Objective A: Write out the part of the hyperbolic metric problem that opens with the words containing "The Ricci scalar is" and closes with "the Einstein equations.".

Source excerpt:
begin
A Hyperbolic Metric

Classical Mechanics Level 3

The Poincare half-plane model for hyperbolic space puts the following metric on the plane:

$ds^2 = \frac{1}{y^2} (dx^2 + dy^2).$

Compute the Ricci scalar $R$ for this metric in matrix form. Is this a vacuum solution to Einstein's equations?

Give your answer as an $(R,$ Yes/No $)$ pair.

-2 ; \text{ No}

\frac1{y^2}; \text{ Yes}

0 ; \text{ No}

-2 ; \text{ Yes}

1 solution

Matt DeCross
May 10, 2016

The Ricci tensor for this metric is (skipping the many steps involved in obtaining the Ricci tensor, which are tedious):

$R_{\mu \nu} = \begin{pmatrix} -\frac{1}{y^2} & 0 \\ 0 & -\frac{1}{y^2} \end{pmatrix}.$

The Ricci scalar is thus $R = g^{\mu \nu} R_{\mu \nu} = -2$ . The hyperbolic half-space is one of constant negative curvature.

Computing the Einstein tensor, one finds:

$G_{\mu \nu} = R_{\mu \nu} - \frac12 R g_{\mu \nu} = 0.$

Thus, this metric is a solution for the vacuum Einstein equations. This seems strange because this is a space of constant negative curvature, which would seem to require some sort of matter/energy. However, the reason why it is allowed is that this is just a two-dimensional spatial metric, which turns out to be a degenerate case for the Einstein equations.
end
Given information:
begin
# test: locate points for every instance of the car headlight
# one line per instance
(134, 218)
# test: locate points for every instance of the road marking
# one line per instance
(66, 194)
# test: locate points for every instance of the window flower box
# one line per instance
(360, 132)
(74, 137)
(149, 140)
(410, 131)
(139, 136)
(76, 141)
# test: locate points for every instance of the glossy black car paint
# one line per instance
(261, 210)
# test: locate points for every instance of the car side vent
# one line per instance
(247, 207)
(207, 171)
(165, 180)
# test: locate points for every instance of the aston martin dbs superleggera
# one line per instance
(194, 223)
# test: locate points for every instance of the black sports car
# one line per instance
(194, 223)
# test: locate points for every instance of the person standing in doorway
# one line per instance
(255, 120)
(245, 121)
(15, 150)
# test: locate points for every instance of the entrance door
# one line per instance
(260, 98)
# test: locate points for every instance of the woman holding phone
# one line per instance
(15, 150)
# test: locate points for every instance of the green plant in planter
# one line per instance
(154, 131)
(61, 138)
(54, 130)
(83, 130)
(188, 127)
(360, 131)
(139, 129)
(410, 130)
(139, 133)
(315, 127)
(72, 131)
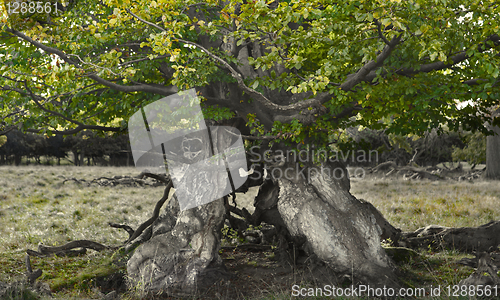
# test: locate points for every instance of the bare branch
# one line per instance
(268, 104)
(164, 90)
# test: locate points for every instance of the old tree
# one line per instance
(286, 73)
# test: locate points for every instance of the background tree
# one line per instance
(293, 72)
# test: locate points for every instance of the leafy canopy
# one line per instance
(294, 70)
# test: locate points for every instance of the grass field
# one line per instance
(36, 207)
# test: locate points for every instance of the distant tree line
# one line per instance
(85, 148)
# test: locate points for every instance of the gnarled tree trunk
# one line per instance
(339, 230)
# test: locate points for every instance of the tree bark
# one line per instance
(493, 155)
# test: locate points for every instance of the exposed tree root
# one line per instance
(431, 173)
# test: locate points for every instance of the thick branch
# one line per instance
(268, 104)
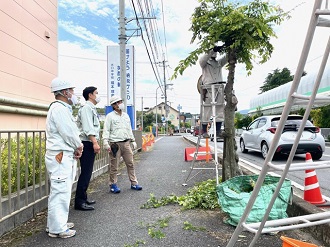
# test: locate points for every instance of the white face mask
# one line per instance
(121, 106)
(97, 99)
(73, 99)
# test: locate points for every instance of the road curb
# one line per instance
(298, 207)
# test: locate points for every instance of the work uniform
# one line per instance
(117, 129)
(62, 140)
(89, 125)
(212, 74)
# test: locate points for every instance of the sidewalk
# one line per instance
(118, 221)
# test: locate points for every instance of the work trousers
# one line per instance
(86, 169)
(61, 177)
(125, 151)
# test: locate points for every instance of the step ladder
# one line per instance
(301, 221)
(212, 98)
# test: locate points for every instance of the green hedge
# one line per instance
(26, 159)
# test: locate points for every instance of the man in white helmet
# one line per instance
(212, 74)
(63, 148)
(117, 139)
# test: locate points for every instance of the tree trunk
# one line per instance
(230, 158)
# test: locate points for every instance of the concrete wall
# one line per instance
(29, 59)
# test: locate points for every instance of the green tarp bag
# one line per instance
(234, 194)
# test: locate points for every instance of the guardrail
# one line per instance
(24, 186)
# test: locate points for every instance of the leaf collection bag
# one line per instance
(234, 194)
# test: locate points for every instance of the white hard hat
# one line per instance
(59, 84)
(115, 99)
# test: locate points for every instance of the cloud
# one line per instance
(103, 8)
(83, 53)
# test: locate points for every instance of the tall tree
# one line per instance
(244, 32)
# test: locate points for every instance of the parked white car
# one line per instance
(211, 133)
(259, 135)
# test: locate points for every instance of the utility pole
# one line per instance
(165, 96)
(122, 47)
(142, 115)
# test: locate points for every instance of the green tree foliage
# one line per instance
(321, 116)
(25, 164)
(244, 31)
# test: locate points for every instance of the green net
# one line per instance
(234, 194)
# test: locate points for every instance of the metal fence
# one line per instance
(24, 183)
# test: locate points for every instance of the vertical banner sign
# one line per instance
(113, 69)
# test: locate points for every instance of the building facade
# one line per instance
(29, 61)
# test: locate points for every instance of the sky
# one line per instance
(87, 27)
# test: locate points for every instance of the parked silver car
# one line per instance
(211, 133)
(260, 133)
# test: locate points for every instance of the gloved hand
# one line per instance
(217, 48)
(106, 145)
(134, 145)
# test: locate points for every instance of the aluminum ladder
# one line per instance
(215, 92)
(301, 221)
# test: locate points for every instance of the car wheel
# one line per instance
(264, 150)
(242, 145)
(317, 155)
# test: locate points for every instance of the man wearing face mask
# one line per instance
(117, 139)
(212, 74)
(63, 148)
(89, 126)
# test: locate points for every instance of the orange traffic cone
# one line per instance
(312, 192)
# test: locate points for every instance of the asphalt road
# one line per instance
(255, 158)
(118, 220)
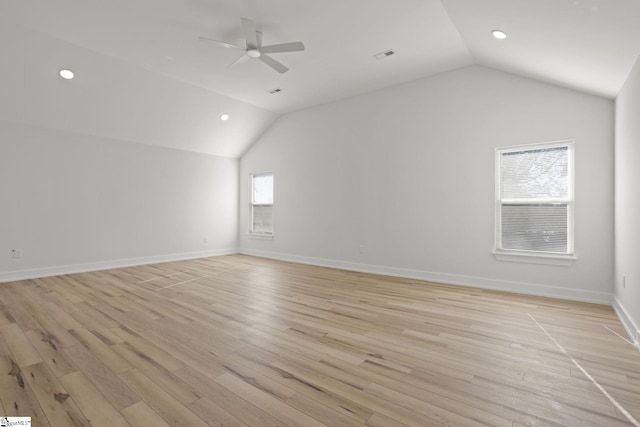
end
Objective B: How many lines of the entries contain the word "white"? Reply with the number alone.

Exercise output A:
The Ricci scalar is thus $R = g^{\mu \nu} R_{\mu \nu} = -2$ . The hyperbolic half-space is one of constant negative curvature.

Computing the Einstein tensor, one finds:

$G_{\mu \nu} = R_{\mu \nu} - \frac12 R g_{\mu \nu} = 0.$

Thus, this metric is a solution for the vacuum Einstein equations. This seems strange because this is a space of constant negative curvature, which would seem to require some sort of matter/energy. However, the reason why it is allowed is that this is just a two-dimensional spatial metric, which turns out to be a degenerate case for the Einstein equations.

Exercise output B: 4